WHAT YOU SHOULD DO → Could you write out the records below exactly as they appear, leaving out any pictures?

PROVIDED MATERIAL →

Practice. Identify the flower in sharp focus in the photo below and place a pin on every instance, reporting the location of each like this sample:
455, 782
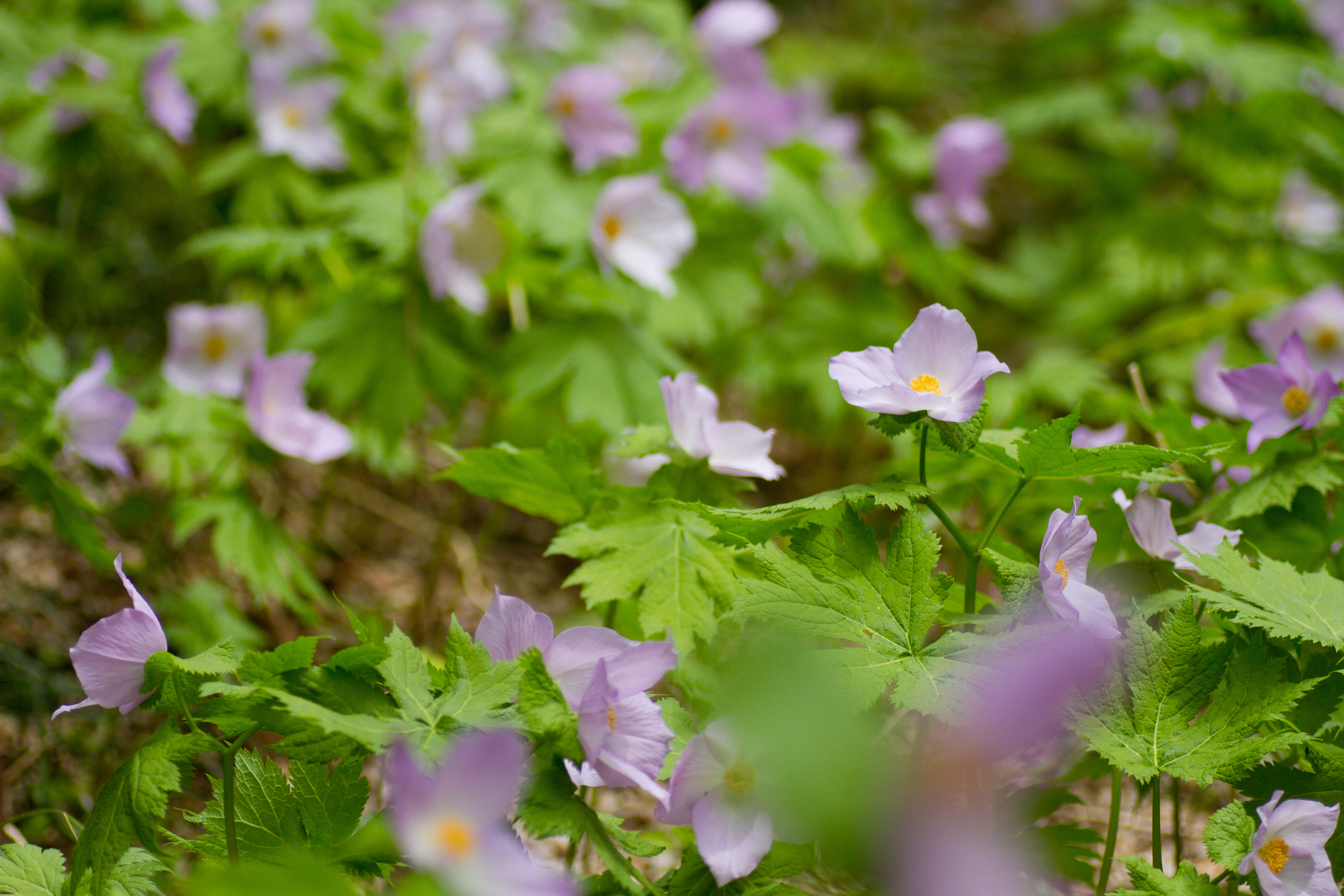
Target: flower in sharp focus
734, 448
725, 139
933, 367
109, 659
295, 120
584, 100
209, 348
1319, 319
1306, 213
1065, 555
279, 412
1085, 437
95, 414
453, 820
282, 38
1279, 398
714, 790
459, 245
1288, 851
1210, 389
642, 230
166, 97
1151, 523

REPLY TO THE TASK →
Practice. Identify the flower in sharp focus in the photo below and place a pin on every instance, reporting the location of each like this sample:
455, 782
Target: flower in sharp focus
734, 448
725, 139
933, 367
109, 659
295, 120
584, 100
209, 348
1319, 319
1306, 213
1065, 555
279, 412
1085, 437
95, 414
453, 820
282, 38
1279, 398
714, 790
459, 245
1288, 851
1210, 389
642, 230
166, 97
1151, 523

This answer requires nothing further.